═════ Materials provided
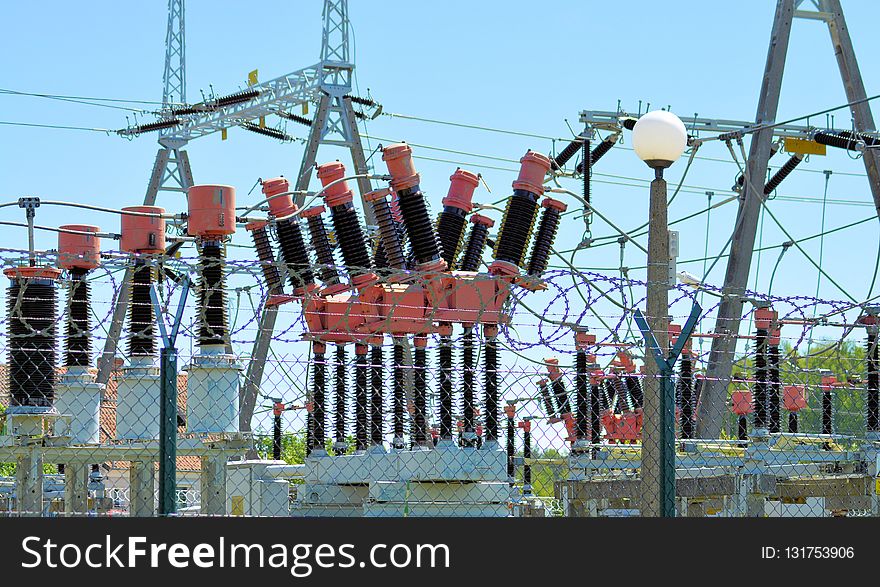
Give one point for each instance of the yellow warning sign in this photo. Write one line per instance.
(803, 146)
(237, 505)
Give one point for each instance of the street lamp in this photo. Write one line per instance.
(659, 138)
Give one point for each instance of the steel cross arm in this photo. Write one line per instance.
(169, 338)
(610, 120)
(282, 93)
(666, 365)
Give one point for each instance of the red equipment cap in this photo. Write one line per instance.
(77, 250)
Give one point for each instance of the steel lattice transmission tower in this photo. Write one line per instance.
(171, 170)
(328, 84)
(721, 357)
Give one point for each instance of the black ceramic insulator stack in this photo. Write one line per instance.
(774, 395)
(527, 454)
(742, 428)
(319, 381)
(467, 381)
(141, 341)
(350, 237)
(389, 242)
(761, 339)
(450, 231)
(544, 238)
(418, 225)
(444, 357)
(276, 436)
(582, 396)
(838, 140)
(588, 171)
(398, 396)
(558, 162)
(686, 388)
(360, 401)
(872, 403)
(598, 152)
(490, 352)
(869, 140)
(473, 251)
(783, 172)
(516, 227)
(621, 393)
(546, 398)
(607, 397)
(78, 330)
(31, 308)
(340, 384)
(213, 327)
(511, 450)
(323, 250)
(293, 249)
(828, 411)
(420, 395)
(561, 395)
(263, 245)
(377, 362)
(635, 390)
(595, 412)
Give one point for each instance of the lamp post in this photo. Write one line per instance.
(659, 138)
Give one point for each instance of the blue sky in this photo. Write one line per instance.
(509, 65)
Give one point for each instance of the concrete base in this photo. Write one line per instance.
(138, 400)
(78, 400)
(212, 394)
(445, 481)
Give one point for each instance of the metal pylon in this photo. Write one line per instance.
══════════
What to work on:
Transcribe the records above exactly, omitting every picture they contain.

Output below:
Give one point for each instance of the yellow warning sign in this photo. Write one line per instance.
(803, 146)
(237, 505)
Give one point for each instance of the street lamp in this photo. Write one line per instance.
(659, 138)
Give one point for each instance of the steel cross arm in this photo. Write one line per instance.
(169, 338)
(610, 120)
(282, 93)
(666, 365)
Give one point for each instance of the red equipment cap in this photo. Write one line per instance.
(77, 250)
Give one point for each instance of the steel lattice transmission tower in this photo. Write one line per instance.
(171, 170)
(328, 84)
(721, 357)
Give one point for each instance of the black ceramic insulator stack in this photo. Write one line per instance.
(774, 395)
(527, 454)
(742, 428)
(319, 381)
(467, 381)
(141, 341)
(350, 237)
(389, 242)
(761, 339)
(450, 231)
(544, 238)
(418, 225)
(444, 357)
(276, 436)
(582, 396)
(838, 140)
(588, 171)
(398, 396)
(558, 162)
(686, 388)
(360, 401)
(872, 403)
(598, 152)
(490, 352)
(869, 140)
(473, 251)
(783, 172)
(516, 227)
(621, 393)
(546, 398)
(607, 397)
(78, 330)
(31, 308)
(340, 384)
(213, 327)
(511, 450)
(323, 250)
(293, 249)
(828, 411)
(420, 395)
(561, 395)
(263, 245)
(377, 362)
(635, 390)
(595, 412)
Give one point for each instance of the lamp post in this photo. Write one line per instance.
(659, 138)
Give one point for each instance of the blue sky in this photo. Write one line per instance.
(509, 65)
Give one point for each instance of the concrete base in this photo. Write one line per instance.
(138, 400)
(78, 400)
(212, 394)
(445, 481)
Give one point for each instance of the metal pylon in this photo. Write one line per instance.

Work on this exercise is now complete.